(Lines of data)
┌────────

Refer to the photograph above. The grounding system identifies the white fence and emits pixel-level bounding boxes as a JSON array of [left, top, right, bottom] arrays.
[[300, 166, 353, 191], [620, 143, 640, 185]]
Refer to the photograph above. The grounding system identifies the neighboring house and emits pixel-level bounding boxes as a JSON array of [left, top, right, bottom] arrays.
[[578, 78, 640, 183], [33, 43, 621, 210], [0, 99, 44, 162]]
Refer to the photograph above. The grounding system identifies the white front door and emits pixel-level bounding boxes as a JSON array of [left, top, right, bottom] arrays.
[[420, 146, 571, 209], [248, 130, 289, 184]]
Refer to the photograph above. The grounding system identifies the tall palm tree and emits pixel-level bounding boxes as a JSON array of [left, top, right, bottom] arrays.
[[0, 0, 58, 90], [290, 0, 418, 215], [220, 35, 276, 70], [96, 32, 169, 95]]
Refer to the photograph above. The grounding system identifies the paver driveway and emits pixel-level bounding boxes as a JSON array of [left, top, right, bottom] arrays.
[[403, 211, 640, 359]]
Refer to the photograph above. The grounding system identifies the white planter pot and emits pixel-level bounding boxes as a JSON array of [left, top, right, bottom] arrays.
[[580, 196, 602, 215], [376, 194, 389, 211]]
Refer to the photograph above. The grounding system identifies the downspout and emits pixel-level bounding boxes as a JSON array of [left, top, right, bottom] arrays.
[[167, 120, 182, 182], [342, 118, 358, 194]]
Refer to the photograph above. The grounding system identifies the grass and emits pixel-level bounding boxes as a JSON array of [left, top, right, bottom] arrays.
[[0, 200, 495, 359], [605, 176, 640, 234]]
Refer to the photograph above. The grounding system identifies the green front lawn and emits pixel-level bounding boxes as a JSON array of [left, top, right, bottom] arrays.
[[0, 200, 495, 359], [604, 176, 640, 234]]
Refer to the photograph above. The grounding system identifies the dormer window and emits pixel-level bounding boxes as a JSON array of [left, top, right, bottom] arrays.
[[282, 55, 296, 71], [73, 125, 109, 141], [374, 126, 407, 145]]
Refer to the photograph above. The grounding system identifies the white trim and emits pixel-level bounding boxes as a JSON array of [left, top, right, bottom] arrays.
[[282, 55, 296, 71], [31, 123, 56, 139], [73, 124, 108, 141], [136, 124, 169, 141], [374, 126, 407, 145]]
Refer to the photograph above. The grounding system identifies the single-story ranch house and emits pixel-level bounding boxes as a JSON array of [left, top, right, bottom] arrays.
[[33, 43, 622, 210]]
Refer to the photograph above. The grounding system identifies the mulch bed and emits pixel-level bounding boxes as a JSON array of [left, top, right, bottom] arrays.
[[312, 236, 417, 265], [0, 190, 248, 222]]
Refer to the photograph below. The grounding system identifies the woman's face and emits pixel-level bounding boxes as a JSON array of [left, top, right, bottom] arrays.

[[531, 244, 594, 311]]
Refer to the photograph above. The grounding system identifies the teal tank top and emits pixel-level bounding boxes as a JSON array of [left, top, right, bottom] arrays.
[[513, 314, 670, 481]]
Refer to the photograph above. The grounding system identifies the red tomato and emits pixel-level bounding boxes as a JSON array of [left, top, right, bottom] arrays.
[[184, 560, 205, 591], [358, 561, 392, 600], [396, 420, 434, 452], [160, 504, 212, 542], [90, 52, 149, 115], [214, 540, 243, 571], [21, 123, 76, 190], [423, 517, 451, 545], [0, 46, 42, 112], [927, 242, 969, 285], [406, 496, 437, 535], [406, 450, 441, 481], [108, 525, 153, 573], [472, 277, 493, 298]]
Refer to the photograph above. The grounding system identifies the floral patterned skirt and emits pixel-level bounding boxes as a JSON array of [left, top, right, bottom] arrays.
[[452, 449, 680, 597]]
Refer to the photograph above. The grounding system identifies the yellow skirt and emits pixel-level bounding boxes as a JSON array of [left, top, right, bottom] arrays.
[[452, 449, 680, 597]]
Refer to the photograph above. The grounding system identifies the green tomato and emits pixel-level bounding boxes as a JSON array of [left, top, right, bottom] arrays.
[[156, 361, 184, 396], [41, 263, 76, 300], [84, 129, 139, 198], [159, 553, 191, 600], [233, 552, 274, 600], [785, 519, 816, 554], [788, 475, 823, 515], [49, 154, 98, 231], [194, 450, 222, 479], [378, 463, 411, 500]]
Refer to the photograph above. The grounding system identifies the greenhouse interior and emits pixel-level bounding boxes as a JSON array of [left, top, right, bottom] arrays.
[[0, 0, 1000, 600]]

└────────

◆ Required task: Please copy the listing word for word, from its first line through the line that contains "[[580, 196, 602, 215], [376, 194, 389, 211]]".

◆ Written reply:
Refer to the photograph above. The grounding system identifies the white fence and emits pixel-level bounding boxes as a JSON array of [left, top, right, bottom] arrays.
[[300, 166, 353, 191], [620, 143, 640, 185]]
Refer to the photograph above. The grounding system identifies the neighboring house and emits pixel-level bounding boxes as a JSON array of [left, top, right, bottom] arrays.
[[578, 78, 640, 183], [33, 43, 621, 210], [0, 99, 44, 162]]
Refer to the photograph above. The grounding system identifies the white front door and emits pixel-level bounding boxes as a JSON array of [left, top, right, bottom] arrays.
[[420, 146, 571, 209], [248, 130, 289, 184]]
Refer to the photograph above. The grounding system identifies the tall palm tree and emits pixel-level bounding boxes as a JSON array of [left, top, right, bottom] arrays.
[[0, 0, 58, 90], [290, 0, 418, 215], [220, 35, 276, 70], [96, 32, 169, 95]]
Refer to the photograph above. The grounding system identifies the paver driveway and emits pixel-level bounding boxes as a JSON array of [left, top, right, bottom] arrays.
[[403, 211, 640, 359]]
Refer to the photograph above. The grounding system identifies the white planter pot and emits pixel-level bounding boxes as a JSON array of [left, top, right, bottom] arrays.
[[580, 196, 602, 215], [376, 194, 389, 211]]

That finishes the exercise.